*** Begin section ***
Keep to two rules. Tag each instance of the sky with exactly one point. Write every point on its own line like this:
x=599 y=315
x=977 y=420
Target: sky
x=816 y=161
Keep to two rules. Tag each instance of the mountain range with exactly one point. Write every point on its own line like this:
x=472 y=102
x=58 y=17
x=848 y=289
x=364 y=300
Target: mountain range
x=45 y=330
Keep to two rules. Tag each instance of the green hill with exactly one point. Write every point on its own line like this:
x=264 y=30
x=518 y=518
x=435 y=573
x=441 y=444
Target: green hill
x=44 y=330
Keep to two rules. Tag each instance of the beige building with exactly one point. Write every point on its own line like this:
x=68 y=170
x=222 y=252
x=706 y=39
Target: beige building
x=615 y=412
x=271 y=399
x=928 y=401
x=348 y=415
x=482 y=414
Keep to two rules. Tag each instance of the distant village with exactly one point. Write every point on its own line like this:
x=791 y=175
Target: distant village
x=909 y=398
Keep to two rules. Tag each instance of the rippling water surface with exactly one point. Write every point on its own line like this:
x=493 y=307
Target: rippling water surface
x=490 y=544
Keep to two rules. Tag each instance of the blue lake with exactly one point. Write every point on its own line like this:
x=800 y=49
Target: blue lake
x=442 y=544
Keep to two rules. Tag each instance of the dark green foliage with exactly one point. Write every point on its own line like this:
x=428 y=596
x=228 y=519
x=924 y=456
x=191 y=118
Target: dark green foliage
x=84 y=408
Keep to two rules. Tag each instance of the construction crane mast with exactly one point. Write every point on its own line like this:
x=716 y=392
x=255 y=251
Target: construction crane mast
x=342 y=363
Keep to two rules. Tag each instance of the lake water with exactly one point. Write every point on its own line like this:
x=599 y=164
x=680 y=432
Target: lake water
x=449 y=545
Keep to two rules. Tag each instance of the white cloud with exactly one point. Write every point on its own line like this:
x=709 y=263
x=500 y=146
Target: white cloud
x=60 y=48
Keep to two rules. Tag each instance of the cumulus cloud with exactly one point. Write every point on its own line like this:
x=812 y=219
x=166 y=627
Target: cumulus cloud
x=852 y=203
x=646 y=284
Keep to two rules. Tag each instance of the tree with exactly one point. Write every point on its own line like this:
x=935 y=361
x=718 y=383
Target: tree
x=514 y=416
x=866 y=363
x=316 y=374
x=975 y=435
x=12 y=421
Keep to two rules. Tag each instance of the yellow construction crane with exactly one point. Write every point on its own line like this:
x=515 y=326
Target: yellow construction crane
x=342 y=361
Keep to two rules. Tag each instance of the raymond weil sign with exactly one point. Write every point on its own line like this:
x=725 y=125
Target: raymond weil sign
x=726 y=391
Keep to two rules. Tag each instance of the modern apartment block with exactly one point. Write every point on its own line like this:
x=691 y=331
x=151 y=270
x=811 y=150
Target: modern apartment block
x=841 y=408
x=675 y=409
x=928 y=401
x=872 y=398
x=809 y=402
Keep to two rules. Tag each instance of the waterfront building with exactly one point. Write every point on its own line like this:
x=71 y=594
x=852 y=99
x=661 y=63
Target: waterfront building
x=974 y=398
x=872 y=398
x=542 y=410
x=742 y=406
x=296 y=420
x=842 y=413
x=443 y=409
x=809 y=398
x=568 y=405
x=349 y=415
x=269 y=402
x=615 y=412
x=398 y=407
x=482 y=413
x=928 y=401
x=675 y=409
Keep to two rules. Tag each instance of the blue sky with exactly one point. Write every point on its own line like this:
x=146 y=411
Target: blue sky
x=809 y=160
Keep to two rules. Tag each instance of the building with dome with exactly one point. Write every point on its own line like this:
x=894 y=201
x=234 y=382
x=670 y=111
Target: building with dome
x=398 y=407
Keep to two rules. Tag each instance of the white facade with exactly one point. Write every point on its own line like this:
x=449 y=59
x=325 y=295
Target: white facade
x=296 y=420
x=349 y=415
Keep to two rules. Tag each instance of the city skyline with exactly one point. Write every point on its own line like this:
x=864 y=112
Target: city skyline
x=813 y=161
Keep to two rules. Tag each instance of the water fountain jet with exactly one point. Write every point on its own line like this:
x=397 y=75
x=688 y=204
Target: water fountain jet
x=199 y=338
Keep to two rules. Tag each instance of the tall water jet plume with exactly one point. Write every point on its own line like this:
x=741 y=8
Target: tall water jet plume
*** End section ***
→ Try it:
Every line of the entries above that includes "tall" should be copied.

→ Your response:
Keep to two rules. Tag each instance of the tall water jet plume with exactly one point. Write every point on its own line like this:
Target: tall water jet plume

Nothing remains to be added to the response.